▶ SELECTED EXCERPT:
>>>

Beirut hospitals, clinics struggle after last week's deadly blast


At least three main hospitals and half of the clinics in the Lebanese capital are not functioning following damage from last week’s devastating port explosion that killed more than 200 people and wounded thousands.

Reporting from Beirut, Al Jazeera’s Bernard Smith on Friday said shockwaves from the August 4 blast completely destroyed parts of St George’s Hospital, including its maternity ward.

Omar Abou-Mrad, whose seven-year-old son Yuri was receiving chemotherapy at St George’s, said he woke up to see his son “screaming his heart out”.

“Yuri, are you ok?… I am here, don’t be afraid. Papi is here,” Abou-Mrad could be heard telling Yuri in a video he shot from his mobile phone right after the explosion.

“Can we get out? I am scared,” said Yuri.




Beirut explosion: 70,000 houses among buildings damaged

Abou-Mrad told Al Jazeera Yuri still had his tubes in him when the explosion took place. He said there were a dozen more children with their families at the time of the explosion.

“Unfortunately, one of the parents died, two parents are in a very critical condition in the ICU and all this was seen by the patients,” Peter Noun, head of Paediatric Oncology, told Al Jazeera.

“You can imagine how tough it is for the patients. They have cancer, they are afraid from the explosion and from the noise, and they see their parents all dying and in a very critical case.”

About 110 children are currently undergoing cancer treatment in the hospital, Noun said.

With his unit destroyed, Noun said he had been driving across Lebanon, trying to find space for the patients in other hospitals.

Abou-Mrad said his son was accepted in another hospital to continue his chemotherapy.

“Three Beirut hospitals are out of action and around 25 other health facilities are not functional according to the World Health Organization (WHO),” said Smith.

“There’s also been a surge in coronavirus – another risk for child cancer patients with compromised immunity.”

Hospitals in Lebanon – which is facing an unprecedented economic crisis – were already struggling before the explosion.

The financial collapse and a shortage of dollars had left them without cash to buy foreign medicines or pay their staff.

<<<

Revise the Beirut hospitals report from "Omar Abou-Mrad, whose" up to and including "after the explosion.", putting "cell phone" in place of "mobile phone". The lines after this report on the Beirut hospitals have no connection to it.

▶ EXTRACTED MATERIAL:
>>>

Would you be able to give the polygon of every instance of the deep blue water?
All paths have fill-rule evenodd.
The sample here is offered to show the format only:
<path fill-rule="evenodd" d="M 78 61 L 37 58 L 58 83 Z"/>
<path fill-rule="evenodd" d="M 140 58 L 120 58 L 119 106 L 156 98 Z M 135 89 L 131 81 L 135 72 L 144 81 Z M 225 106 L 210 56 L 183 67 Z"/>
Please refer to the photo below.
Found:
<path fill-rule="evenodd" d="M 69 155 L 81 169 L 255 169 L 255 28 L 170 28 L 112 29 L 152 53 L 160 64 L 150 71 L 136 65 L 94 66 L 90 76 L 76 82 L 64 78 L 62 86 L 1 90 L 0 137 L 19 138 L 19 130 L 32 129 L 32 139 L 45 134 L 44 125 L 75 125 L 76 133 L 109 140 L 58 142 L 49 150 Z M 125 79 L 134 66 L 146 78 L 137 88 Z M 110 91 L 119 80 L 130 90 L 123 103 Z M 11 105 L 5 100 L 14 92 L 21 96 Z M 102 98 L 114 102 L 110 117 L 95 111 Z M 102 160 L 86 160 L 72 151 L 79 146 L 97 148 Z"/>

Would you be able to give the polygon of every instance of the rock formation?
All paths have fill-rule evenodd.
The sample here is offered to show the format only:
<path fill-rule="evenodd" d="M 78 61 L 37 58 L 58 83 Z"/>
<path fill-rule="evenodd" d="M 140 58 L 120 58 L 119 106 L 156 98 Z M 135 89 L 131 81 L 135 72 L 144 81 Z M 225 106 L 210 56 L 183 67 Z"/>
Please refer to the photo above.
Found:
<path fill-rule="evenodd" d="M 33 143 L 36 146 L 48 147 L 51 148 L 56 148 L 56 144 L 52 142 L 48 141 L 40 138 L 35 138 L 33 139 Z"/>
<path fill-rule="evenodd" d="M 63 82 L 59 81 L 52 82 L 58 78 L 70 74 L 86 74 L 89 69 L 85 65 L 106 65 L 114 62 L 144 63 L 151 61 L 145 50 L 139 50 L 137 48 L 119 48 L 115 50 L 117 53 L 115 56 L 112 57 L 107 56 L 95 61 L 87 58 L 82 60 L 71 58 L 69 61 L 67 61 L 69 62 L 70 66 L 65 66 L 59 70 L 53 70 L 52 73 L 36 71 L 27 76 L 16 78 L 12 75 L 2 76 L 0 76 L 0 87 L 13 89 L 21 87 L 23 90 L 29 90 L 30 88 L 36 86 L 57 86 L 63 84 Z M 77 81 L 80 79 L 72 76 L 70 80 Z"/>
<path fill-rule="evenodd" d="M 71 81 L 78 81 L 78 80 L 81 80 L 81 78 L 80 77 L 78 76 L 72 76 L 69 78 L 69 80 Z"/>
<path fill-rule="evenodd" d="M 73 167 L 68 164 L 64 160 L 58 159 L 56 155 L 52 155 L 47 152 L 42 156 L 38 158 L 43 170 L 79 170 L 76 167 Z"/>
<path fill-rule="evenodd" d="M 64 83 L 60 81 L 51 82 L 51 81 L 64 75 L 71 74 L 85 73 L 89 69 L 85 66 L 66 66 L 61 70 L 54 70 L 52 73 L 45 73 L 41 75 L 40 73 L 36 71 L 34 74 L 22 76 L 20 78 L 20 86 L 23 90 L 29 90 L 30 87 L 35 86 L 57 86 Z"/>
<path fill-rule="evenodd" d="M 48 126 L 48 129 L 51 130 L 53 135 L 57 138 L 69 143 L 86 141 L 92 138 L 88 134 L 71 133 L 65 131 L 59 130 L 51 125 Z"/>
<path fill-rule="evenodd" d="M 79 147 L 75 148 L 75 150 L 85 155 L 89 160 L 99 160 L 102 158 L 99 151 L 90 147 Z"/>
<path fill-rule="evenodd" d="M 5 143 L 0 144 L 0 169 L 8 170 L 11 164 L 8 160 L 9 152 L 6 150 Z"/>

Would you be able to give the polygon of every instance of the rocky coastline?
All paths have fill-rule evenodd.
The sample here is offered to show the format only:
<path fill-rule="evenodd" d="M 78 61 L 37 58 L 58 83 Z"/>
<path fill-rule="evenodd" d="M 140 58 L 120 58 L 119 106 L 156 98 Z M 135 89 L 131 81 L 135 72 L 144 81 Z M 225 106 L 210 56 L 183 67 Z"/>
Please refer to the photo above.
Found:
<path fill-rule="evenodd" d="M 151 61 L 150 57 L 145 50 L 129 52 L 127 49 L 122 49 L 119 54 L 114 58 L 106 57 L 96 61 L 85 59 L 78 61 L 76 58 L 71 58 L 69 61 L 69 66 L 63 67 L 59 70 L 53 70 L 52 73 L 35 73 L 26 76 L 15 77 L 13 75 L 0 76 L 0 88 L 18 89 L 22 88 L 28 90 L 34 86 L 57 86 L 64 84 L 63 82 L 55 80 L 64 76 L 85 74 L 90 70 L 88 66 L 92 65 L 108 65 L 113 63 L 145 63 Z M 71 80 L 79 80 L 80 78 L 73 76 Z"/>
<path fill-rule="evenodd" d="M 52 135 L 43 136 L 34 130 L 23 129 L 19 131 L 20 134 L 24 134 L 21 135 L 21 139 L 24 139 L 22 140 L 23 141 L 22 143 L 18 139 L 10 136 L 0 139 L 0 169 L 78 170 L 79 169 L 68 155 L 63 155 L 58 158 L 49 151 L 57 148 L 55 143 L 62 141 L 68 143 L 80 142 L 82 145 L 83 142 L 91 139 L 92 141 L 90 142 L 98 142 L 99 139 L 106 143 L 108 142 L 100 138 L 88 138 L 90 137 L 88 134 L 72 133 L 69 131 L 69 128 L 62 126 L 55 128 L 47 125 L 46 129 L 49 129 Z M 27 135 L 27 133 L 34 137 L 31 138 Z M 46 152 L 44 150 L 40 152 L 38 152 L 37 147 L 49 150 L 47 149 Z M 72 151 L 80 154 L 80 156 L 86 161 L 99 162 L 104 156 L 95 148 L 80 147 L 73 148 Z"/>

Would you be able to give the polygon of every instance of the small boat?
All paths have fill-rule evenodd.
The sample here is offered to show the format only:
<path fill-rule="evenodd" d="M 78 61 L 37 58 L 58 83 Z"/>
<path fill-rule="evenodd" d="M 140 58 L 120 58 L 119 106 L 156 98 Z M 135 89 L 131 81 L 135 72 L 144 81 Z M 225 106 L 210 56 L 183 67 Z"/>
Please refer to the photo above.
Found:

<<<

▶ REPLY TO THE EXERCISE:
Omar Abou-Mrad, whose seven-year-old son Yuri was receiving chemotherapy at St George’s, said he woke up to see his son “screaming his heart out”.

“Yuri, are you ok?… I am here, don’t be afraid. Papi is here,” Abou-Mrad could be heard telling Yuri in a video he shot from his cell phone right after the explosion.